GIVEN TASK :: Rewrite the data below with every instance of "thickest part" changed to "widest part", keeping all other text unchanged.

RECORDS PROVIDED ::
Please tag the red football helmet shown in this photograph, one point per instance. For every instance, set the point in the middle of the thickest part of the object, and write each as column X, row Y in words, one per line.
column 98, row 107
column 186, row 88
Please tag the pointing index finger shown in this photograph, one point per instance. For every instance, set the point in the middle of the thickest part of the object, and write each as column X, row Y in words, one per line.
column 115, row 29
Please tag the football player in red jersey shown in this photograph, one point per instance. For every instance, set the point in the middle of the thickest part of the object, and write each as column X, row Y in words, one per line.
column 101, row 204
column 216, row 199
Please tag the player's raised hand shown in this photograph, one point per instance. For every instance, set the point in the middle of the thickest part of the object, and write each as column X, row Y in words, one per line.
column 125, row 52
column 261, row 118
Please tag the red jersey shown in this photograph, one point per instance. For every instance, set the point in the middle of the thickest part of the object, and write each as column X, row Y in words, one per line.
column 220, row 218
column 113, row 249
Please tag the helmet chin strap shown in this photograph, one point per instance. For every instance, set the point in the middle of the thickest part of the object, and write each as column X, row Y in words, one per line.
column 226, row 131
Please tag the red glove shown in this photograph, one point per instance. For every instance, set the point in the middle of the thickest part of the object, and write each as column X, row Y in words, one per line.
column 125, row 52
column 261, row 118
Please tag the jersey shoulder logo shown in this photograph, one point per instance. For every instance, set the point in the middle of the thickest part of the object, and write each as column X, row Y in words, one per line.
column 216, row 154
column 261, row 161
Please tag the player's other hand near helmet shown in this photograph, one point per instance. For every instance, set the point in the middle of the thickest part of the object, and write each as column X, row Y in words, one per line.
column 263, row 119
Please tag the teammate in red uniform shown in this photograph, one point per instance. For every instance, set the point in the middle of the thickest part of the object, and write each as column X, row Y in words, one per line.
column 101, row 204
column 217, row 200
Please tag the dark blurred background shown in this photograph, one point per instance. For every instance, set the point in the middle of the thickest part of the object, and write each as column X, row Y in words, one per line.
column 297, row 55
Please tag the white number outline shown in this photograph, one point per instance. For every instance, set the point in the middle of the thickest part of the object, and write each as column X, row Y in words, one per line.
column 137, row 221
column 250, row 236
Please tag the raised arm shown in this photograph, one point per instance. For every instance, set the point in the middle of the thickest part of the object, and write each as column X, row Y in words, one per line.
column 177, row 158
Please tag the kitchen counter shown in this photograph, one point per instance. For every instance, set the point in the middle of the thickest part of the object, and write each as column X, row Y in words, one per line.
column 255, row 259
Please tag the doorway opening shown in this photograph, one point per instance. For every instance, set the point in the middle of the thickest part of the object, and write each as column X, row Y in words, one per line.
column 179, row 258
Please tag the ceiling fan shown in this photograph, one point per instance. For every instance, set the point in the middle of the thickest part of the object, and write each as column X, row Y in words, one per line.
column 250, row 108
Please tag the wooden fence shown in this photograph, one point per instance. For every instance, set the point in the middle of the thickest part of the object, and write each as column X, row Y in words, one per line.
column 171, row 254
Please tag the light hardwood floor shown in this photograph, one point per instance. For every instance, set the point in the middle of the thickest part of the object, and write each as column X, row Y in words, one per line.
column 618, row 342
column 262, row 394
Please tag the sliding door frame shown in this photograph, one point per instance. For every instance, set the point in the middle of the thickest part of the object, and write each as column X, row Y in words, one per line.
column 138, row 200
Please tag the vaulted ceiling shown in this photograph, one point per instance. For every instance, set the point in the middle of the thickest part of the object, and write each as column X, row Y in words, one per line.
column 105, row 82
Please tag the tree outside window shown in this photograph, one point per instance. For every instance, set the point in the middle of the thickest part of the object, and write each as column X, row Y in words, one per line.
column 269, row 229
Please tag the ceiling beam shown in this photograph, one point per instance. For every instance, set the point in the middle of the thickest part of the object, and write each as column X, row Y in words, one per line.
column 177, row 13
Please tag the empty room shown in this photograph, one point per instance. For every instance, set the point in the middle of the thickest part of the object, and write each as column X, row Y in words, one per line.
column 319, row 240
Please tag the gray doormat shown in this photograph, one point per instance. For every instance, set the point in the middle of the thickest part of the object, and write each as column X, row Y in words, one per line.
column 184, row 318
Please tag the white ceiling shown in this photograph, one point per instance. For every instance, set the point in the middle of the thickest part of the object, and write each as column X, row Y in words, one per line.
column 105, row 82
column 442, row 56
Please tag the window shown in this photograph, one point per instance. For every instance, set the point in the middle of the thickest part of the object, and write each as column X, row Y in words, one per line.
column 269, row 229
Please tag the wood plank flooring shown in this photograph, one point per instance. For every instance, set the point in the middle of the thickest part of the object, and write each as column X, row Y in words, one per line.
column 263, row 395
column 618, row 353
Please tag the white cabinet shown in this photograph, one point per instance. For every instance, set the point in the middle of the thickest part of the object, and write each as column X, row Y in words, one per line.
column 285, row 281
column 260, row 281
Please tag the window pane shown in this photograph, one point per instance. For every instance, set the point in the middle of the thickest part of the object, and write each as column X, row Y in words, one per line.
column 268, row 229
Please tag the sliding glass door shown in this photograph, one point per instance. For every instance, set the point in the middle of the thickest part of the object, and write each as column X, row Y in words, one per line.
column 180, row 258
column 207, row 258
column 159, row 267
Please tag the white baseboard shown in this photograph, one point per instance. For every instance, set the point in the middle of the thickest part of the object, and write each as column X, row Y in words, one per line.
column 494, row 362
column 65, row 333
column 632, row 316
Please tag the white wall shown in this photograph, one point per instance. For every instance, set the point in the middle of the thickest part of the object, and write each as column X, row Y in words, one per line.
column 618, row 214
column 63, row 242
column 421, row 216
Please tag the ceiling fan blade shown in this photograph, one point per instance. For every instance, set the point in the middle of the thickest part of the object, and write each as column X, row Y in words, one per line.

TASK SOLUTION ::
Please tag the red football helmet shown in this photograph, one point per instance. For every instance, set the point in the middle of the widest part of the object, and write each as column X, row Y in words, one per line.
column 98, row 107
column 186, row 88
Please tag the pointing index finger shown in this photograph, one point per instance. For every instance, set the point in the middle of the widest part of the object, and write each as column X, row Y in words, one per line.
column 115, row 29
Please tag the football player in red jersey shown in this photograph, one point per instance. For every instance, set the point in the middle of the widest part of the object, and write each as column X, row Y in words, one per line.
column 101, row 204
column 216, row 199
Please tag the player's raised hand shown in this photograph, one point per instance. For every instance, set the point in the middle of the widest part of the object, and write each as column X, row Y in words, one per line.
column 125, row 52
column 261, row 118
Please tag the red jersey shown in this photograph, one point per instance. For every instance, set the point in the middle of the widest part of the object, and write each as column X, row Y in words, one per line.
column 220, row 218
column 113, row 249
Please tag the helmet chin strap shown in this photograph, one point per instance. For every instance, set the point in the middle of the widest part of the object, and write each as column X, row Y in words, one per line.
column 226, row 131
Please tag the red glove shown in this photograph, one point per instance. For every instance, set the point in the middle of the widest part of the object, and write each as column X, row Y in words, one per line.
column 125, row 52
column 261, row 118
Please tag the jersey shoulder logo shown in this photograph, one point per instance. For every instance, set the point in the middle of the widest part of the object, and write each as column X, row Y in words, one per line.
column 216, row 154
column 261, row 161
Please tag the player's other hand near helmet shown in this photograph, one point per instance. For every instance, set the point in the middle of the widest part of the object, and write each as column X, row Y in words, one per line.
column 263, row 119
Please tag the teammate in red uniform shown in this photograph, one point per instance. For every instance, set the point in the middle of the widest part of the object, and write each as column X, row Y in words, one per line.
column 101, row 204
column 217, row 200
Please tag the dark blurred background shown in this photograph, one point per instance. For every instance, set the point in the middle of the widest part of the object, and write each as column X, row Y in words, one per line.
column 297, row 55
Please tag the white number outline shown in this photograph, one point per instance. For every instance, set the point in the middle of the widest part of the object, and write each as column X, row Y in words, one per line.
column 137, row 221
column 250, row 236
Please tag the raised arm shown in this photograph, one point per instance. For every instance, set the point in the middle of the widest part of the object, and write each as column X, row Y in words, one per line.
column 177, row 158
Please tag the kitchen counter shown in this photograph, one point per instance. For every instance, set the point in the middle of the widest part of the object, and write each as column X, row Y in words, one per line.
column 255, row 259
Please tag the doorway opening shown in this photograph, one point per instance. For every instance, set the point in the middle of the widest part of the object, and write each as column X, row Y in words, one per line.
column 179, row 258
Please tag the ceiling fan shown in this photograph, one point per instance. For every instance, set the point in the middle of the widest part of the object, and write each as column X, row Y in words, one per line.
column 250, row 108
Please tag the wooden fence shown in this photograph, one point per instance. For every instance, set the point in the middle of the widest part of the object, and write each as column X, row Y in words, one per line.
column 171, row 254
Please tag the light hardwood floor shown in this photograph, one point per instance. For every instance, set the point in the middle of the widest part of the object, and write each as column X, row Y in words, one per line.
column 618, row 342
column 262, row 394
Please tag the sliding door frame shown in this photograph, one point per instance. For every instance, set the point in the middle of the widest part of the object, and write each as column X, row Y in words, one per line.
column 138, row 200
Please tag the vaulted ceiling shown in this photograph, one point per instance. For every instance, set the point in the middle of the widest part of the object, and write each as column X, row Y in words, one per line.
column 105, row 82
Please tag the tree outside window shown in this photograph, one point per instance. For every instance, set the point in the middle of the widest part of the object, and write each as column X, row Y in words, one per line.
column 269, row 229
Please tag the ceiling beam shown in this photograph, one point per instance. For every instance, set the point in the middle of the widest part of the object, and write each as column X, row Y in words, one per line.
column 177, row 13
Please tag the empty room shown in this photograph, one point per instance. For every instance, set the point in the middle of the widest part of the object, and write each as column X, row Y in words, one per line.
column 319, row 240
Please tag the gray doormat shown in this photograph, one point per instance. For every instance, set the point in the middle of the widest part of the object, and write each as column X, row Y in words, one per line.
column 184, row 318
Please tag the white ceiling shown in this photograph, one point per instance. For every instance, set the point in the middle of the widest part of the object, and write each as column X, row Y in words, one per line.
column 105, row 82
column 442, row 56
Please tag the window shown in this photograph, one point per instance. For every instance, set the point in the middle of the widest part of the object, and write each as column X, row Y in words, one per line.
column 269, row 229
Please tag the wood plank flooring shown in this photograph, one point per instance. For every instance, set the point in the middle of the widest part of the object, and write each as column X, row Y in words, one per line.
column 263, row 395
column 618, row 353
Please tag the white cabinet shown in this photograph, one point per instance. For every instance, set the point in the middle of the widest part of the object, and write each as column X, row Y in words, one per line.
column 285, row 281
column 260, row 281
Please tag the window pane shown in this photograph, one point per instance. For every instance, set the point in the middle of the widest part of the object, and write each as column X, row Y in words, one per line.
column 268, row 229
Please tag the sliding glass door shown in this photograph, one point per instance. For every instance, set the point in the middle of the widest part of the object, and write each as column X, row Y in words, one per line.
column 180, row 258
column 207, row 258
column 159, row 267
Please tag the white baseboard shown in this photograph, one point per instance. For every instance, set the point in the middle of the widest part of the object, and write each as column X, row Y in words, one per line.
column 494, row 362
column 65, row 333
column 632, row 316
Please tag the white wall shown in this photograph, one point per instance. For every instance, set the point in the middle of the widest part of the object, and write each as column X, row Y in words, one per line.
column 618, row 214
column 63, row 242
column 421, row 216
Please tag the ceiling fan blade shown in this photograph, one point per instance. For every instance, set the point in the middle of the widest part of the object, and write each as column X, row Y in words, one per line.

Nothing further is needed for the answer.